Object point labels
——
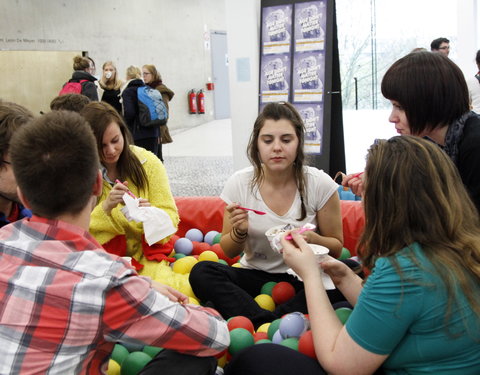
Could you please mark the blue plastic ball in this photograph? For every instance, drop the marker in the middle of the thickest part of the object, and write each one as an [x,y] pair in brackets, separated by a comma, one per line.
[184,246]
[277,337]
[293,325]
[210,236]
[194,234]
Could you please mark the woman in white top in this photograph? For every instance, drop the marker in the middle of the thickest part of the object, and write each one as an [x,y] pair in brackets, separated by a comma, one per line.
[279,184]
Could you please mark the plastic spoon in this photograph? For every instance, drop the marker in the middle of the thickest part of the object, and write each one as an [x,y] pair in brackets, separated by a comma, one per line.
[251,209]
[302,229]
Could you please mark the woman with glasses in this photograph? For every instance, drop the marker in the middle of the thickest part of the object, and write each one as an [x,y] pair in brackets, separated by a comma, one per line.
[430,99]
[418,312]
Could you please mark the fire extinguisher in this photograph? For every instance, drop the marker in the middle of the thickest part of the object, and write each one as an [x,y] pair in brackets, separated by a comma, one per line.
[192,101]
[201,102]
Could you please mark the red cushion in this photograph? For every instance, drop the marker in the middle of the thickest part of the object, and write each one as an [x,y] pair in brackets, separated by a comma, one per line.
[203,213]
[206,214]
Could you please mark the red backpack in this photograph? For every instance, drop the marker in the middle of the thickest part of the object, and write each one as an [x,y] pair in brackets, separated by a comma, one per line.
[72,87]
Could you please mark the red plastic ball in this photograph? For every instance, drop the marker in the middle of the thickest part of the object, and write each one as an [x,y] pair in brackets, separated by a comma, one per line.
[282,292]
[305,345]
[199,247]
[240,322]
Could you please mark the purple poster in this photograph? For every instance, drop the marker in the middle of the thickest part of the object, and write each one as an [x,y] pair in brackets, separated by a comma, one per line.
[275,75]
[277,29]
[312,115]
[310,23]
[308,74]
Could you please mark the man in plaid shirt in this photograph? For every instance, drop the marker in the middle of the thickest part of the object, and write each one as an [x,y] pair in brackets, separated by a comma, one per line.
[64,301]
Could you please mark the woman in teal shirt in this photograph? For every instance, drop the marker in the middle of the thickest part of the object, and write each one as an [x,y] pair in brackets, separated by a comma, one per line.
[418,312]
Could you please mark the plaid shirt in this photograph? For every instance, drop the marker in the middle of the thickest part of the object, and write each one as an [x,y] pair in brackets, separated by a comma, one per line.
[64,302]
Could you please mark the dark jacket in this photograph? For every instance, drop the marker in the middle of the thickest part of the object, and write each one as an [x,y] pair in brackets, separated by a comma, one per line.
[130,112]
[89,89]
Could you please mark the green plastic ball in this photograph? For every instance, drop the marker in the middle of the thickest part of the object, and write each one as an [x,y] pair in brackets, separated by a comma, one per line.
[273,328]
[267,288]
[216,239]
[343,313]
[291,342]
[240,339]
[134,363]
[119,353]
[345,254]
[152,351]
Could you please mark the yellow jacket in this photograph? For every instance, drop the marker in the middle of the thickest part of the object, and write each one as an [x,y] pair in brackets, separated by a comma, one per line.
[105,227]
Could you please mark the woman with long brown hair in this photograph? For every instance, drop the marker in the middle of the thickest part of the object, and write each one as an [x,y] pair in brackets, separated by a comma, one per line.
[418,312]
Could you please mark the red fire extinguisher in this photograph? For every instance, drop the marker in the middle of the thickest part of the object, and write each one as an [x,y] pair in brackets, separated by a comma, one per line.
[192,101]
[201,102]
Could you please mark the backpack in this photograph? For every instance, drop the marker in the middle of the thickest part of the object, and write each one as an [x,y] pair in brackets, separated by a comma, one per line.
[152,110]
[72,87]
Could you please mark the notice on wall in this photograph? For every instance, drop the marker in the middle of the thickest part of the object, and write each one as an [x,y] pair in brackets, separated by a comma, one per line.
[277,29]
[310,24]
[312,115]
[274,78]
[308,70]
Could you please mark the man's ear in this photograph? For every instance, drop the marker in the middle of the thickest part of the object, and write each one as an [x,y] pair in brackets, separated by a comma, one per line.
[22,198]
[98,186]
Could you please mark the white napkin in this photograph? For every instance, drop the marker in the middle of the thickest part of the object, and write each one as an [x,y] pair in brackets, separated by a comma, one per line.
[156,223]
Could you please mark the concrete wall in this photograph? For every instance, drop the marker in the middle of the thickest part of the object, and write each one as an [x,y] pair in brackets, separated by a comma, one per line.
[172,35]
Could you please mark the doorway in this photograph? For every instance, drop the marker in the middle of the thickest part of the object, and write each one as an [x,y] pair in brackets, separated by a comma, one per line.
[221,93]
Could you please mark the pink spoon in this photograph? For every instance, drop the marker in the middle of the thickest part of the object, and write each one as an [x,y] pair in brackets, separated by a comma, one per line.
[303,229]
[251,209]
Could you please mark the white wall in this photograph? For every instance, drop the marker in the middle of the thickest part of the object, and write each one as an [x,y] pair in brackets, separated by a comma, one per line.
[243,20]
[168,34]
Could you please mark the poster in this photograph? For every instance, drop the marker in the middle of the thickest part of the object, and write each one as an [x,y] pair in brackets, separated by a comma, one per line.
[277,29]
[275,78]
[310,24]
[312,116]
[308,73]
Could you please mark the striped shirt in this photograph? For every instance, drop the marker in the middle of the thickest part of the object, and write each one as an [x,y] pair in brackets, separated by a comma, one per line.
[65,302]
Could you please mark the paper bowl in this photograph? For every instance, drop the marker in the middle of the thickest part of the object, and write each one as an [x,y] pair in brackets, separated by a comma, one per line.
[272,233]
[320,252]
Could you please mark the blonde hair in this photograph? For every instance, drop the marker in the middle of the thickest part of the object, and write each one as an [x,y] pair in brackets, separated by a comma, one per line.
[114,83]
[133,72]
[152,69]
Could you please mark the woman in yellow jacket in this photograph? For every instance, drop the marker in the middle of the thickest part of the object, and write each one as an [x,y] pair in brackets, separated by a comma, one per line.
[126,167]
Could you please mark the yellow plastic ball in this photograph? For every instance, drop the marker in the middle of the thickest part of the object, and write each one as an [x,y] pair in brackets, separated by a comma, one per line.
[264,327]
[193,301]
[184,265]
[265,302]
[208,255]
[113,368]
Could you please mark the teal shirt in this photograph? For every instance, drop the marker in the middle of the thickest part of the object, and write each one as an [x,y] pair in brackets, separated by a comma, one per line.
[405,319]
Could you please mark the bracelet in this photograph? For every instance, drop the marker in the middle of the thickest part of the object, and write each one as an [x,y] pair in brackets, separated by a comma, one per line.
[238,234]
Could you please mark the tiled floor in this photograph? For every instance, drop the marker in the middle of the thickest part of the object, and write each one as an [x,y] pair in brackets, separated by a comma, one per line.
[200,160]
——
» **WORK REQUIRED**:
Make an exact reproduction of the listing above, without any pictures.

» **TASK ANSWER**:
Could you please mark the blue plastic ball in this photograph? For every instance, drop the marker in the middle of the thickest part of the object, and write each one as an [x,y] pair in brackets, separated by a comma, one per line.
[184,246]
[277,337]
[293,325]
[210,236]
[194,234]
Could you please mark the woman in white top in this photograph? For every instance, drop the marker in the middle of the thickest part of the object, and write each one as an [x,y] pair in brackets, separated by a comma, one per line.
[279,184]
Could you please mark the plastic spoon in this photograph? For every instance, drop the marker in the middle of the thickest part of the object, and write each one as an [x,y] pair in brackets, separated by a comma, one per line.
[251,209]
[302,229]
Could you please mark the woman with glasses in this photograph? For every instance, drop the marker in the middle of the thickest part of the object, and write each one as an [x,y] pair in brackets, separated by a comma, one per line.
[430,99]
[418,312]
Could you please mark the fire extinguisher in this photograph? For every instance, drop the marker in the middle of the thickest part of the object, and write each one as an [x,y] pair in brackets, separated by a comma, one per line.
[192,101]
[201,102]
Could you please mark the red cushion in this photograph? For every instance, drop the marker in the middle of the thickest part of the object, and write each one as an [x,y] pair in brackets, separated by a comma, one per line.
[203,213]
[206,214]
Could you please mark the red backpack in this photograph? For every instance, drop the marker in the middle of the thickest part of the object, and write each one as an [x,y] pair in brackets, separated by a comma, one per line.
[72,87]
Could you please mark the red plastic ball in this photograph? For every instance, drop the marker in the middle of the thickest part of the object, and write each one as an [x,y] pair in brackets, separated by a comma, one per line.
[282,292]
[305,345]
[199,247]
[240,322]
Could you please mark the purple poster in this photograph? For every instance, drop the marker in the middle of the thickest part of the object, and write each one as an [x,y] pair in brackets, separated by a comma, one per line.
[275,75]
[277,29]
[312,115]
[310,23]
[308,74]
Could you please mark the man in plaid shirt in this photograph? For every instance, drop the marker in the middle of the thickest part of the object, and write each one as an [x,y] pair in brackets, separated by a comma, one per line.
[64,301]
Could you please mark the woman in teal shirt in this photograph? For every instance, drop the marker in the middle of the thickest part of the object, and write each one as an [x,y] pair in brackets, separated by a comma, one per line.
[418,312]
Could you please mark the plaid shirt in this photograph? For every instance, drop the marker in the middle of the thickest part of the object, and write each one as an [x,y] pair in brackets, separated by a comma, one per line.
[64,302]
Could you please mark the dark jacket in this photograph? For every instance, drop the marker in the middle of the thickest part of the object, and write each one as an [x,y] pair in brackets, separated by a comma, one per line.
[130,112]
[89,89]
Could you please mark the green plastic ball in this photograph? For every instance, drop the marker in the middle of the thickest part of the object, and write each one as an [x,y] pair in brackets, separated by a comma, one per line.
[273,328]
[267,288]
[216,239]
[343,313]
[291,342]
[240,339]
[134,363]
[119,353]
[345,254]
[152,351]
Could you please mark the yellow jacket in this photograph? For every instance, drop the marker in the middle of the thickest part of the object, and write each one as an [x,y] pair in brackets, separated by a comma, one per line.
[105,227]
Could you please mark the woman with long brown hair in this photograph? For every instance, drop the marker in the middle of the thickest part of the object, and write each one as an [x,y] pair in brackets, separated by a comma, one per line.
[418,312]
Could you please mark the red fire extinguisher in this photograph? For every instance, drop the marker in the middle of the thickest part of the object, and write each one as an [x,y] pair in brackets, separated by a comma, one per line.
[192,101]
[201,102]
Could you please mark the backpack in this photograph? For every instance, drop the marker in the middle of the thickest part of the object, and write each one as an [x,y] pair in brackets, separated by a comma, one per line.
[152,110]
[72,87]
Could you please mark the notice on wall in this photograph? For every instance, drop the marker in the middle of the thickest part of the object, and write each one as an [x,y] pair in brackets, separated by a comma, one per line.
[277,29]
[310,24]
[312,115]
[274,78]
[308,70]
Could you please mark the man's ear in this photograph? For every instance, drop the marker in the middle of the thickest part of the object, and write each one as an [x,y] pair in brackets, separated by a comma, one per line.
[22,198]
[98,186]
Could you please mark the white napkin in this photograph? For every instance, drop the marker in the middle of the thickest part of the object, and write each one as an [x,y] pair in brackets, separated by a comma, one per line.
[156,223]
Could you please mark the concrete wall in this photograph? For every instance, drop the marker in the middle of the thickest part of the object, and write each one as an [x,y] pair in brackets, separated by a comma, one per line.
[172,35]
Could you please mark the doorway in this photograph? For every instance, drop the marker in the middle of the thickest part of the object, and write each one as an [x,y] pair in brackets, separated by a comma, one per line.
[221,93]
Could you please mark the pink spoon in this photograph? For every instance, drop the marker in the middle of the thickest part of the object, and write each one as an [x,y] pair in brackets, separated by a comma, one per line.
[303,229]
[251,209]
Could you please mark the white wall in this photograph? For every instance, drop the marker in the middle of the thickest part of the object, and write each one as an [x,y] pair in brackets, separated by a comma, one per line.
[243,20]
[168,34]
Could you please mark the poster in this photograph? For every instance, drop the marker in the middle of the thickest part of the object, and write each one as an [x,y] pair in brackets, separated by a comma, one per line.
[277,29]
[275,78]
[310,24]
[312,116]
[308,73]
Could you please mark the striped shirt in this photograph? For every instance, drop the marker in the middle of the thickest part of the object, and write each one as an [x,y] pair in brackets, separated by a comma, one per line.
[65,302]
Could you please mark the paper bowl in this photograph? For every instance, drop the marker in the middle of the thickest part of the object, and write each one as an [x,y] pair in brackets, separated by a comma, one per line.
[272,233]
[320,252]
Could you please mark the blonde hair in this photograph? For every instance, drop the marker in the middle of the thickest part of the object, and write each one as an [x,y] pair in brackets, separated by a comma, one per line.
[114,83]
[133,72]
[152,69]
Could you please mark the woman in yellow jacket in this photograph? For every instance, drop the marker in the middle of the thickest part of the object, and write each one as an [x,y] pair in brackets, separated by a comma, one per line.
[126,167]
Could you please mark the yellow plastic ball in this photograph? For every instance, drop the marker in the middle of the thickest part of the object, and write each one as an [x,y] pair in brackets, separated by a comma, one per line.
[264,327]
[193,301]
[184,265]
[265,302]
[208,255]
[113,368]
Could you please mark the teal shirt in this photograph? For every instance, drop the marker in the middle of the thickest part of the object, and write each one as an [x,y] pair in brackets, separated by a comma, one per line.
[405,319]
Could you please mark the bracelet in this photograph? For every instance, drop the marker in the middle of the thickest part of the object, and write each one as an [x,y] pair in brackets, separated by a comma, one per line.
[238,234]
Could you please mark the tiled floor in this photograph? For every instance, drop the marker in the middle of the thickest part of the object, and write each one as an [x,y] pair in brackets, separated by a comma, one per line.
[200,160]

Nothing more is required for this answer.